▶ [Text segment]

+===+

The Other Tax Hearing to Watch This Week

I’ve expressed my puzzlement and disappointment here before about how Apple, like so much of Silicon Valley, is reflexively liberal in its politics.  So it is with some curiosity that I note the story out last week about how Apple CEO Tim Cook was trying to “get out ahead” on the story of his appearance before a Senate committee tomorrow in Washington where he will essentially be called unpatriotic—by both parties unfortunately—because Apple doesn’t engage in the sadomasochism of bringing home to America the roughly $100 billion in profits it has earned overseas—and is keeping there to avoid America’s punitively high corporate income tax rates.

From all appearances Cook is going to grovel and apologize.  According to one story:

In an interview with The Washington Post, Cook says he plans to present specific proposals at the Senate hearing to overhaul the U.S. corporate tax system.

“If you look at it today, to repatriate cash to the U.S., you need to pay 35 percent of that cash. And that is a very high number,” Cook said in an interview Thursday. “We are not proposing that it be zero. I know many of our peers believe that. But I don’t view that. But I think it has to be reasonable.”

Cook also pointed out that if state and federal taxes are combined, Apple pays roughly $1 million per hour in taxes, possibly making Apple the largest corporate taxpayer in the country.

+===+

▶ [Supplied data]

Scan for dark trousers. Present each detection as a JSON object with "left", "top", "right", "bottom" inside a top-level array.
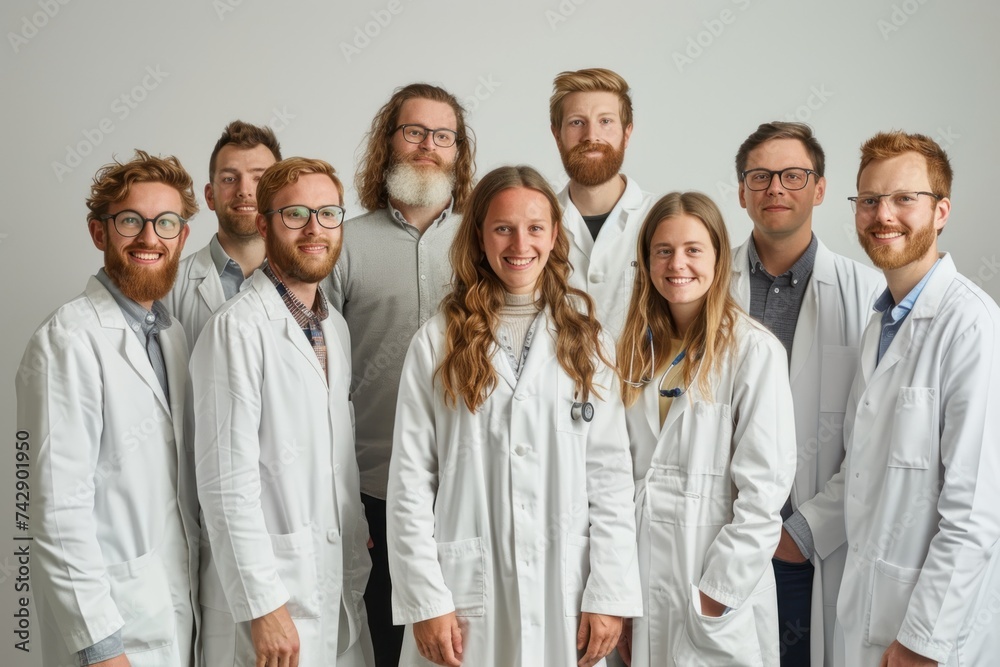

+===+

Transcribe the full piece on Apple and the Senate tax hearing above, word for word, changing nothing.

▶ [Solution to the exercise]
The Other Tax Hearing to Watch This Week

I’ve expressed my puzzlement and disappointment here before about how Apple, like so much of Silicon Valley, is reflexively liberal in its politics.  So it is with some curiosity that I note the story out last week about how Apple CEO Tim Cook was trying to “get out ahead” on the story of his appearance before a Senate committee tomorrow in Washington where he will essentially be called unpatriotic—by both parties unfortunately—because Apple doesn’t engage in the sadomasochism of bringing home to America the roughly $100 billion in profits it has earned overseas—and is keeping there to avoid America’s punitively high corporate income tax rates.

From all appearances Cook is going to grovel and apologize.  According to one story:

In an interview with The Washington Post, Cook says he plans to present specific proposals at the Senate hearing to overhaul the U.S. corporate tax system.

“If you look at it today, to repatriate cash to the U.S., you need to pay 35 percent of that cash. And that is a very high number,” Cook said in an interview Thursday. “We are not proposing that it be zero. I know many of our peers believe that. But I don’t view that. But I think it has to be reasonable.”

Cook also pointed out that if state and federal taxes are combined, Apple pays roughly $1 million per hour in taxes, possibly making Apple the largest corporate taxpayer in the country.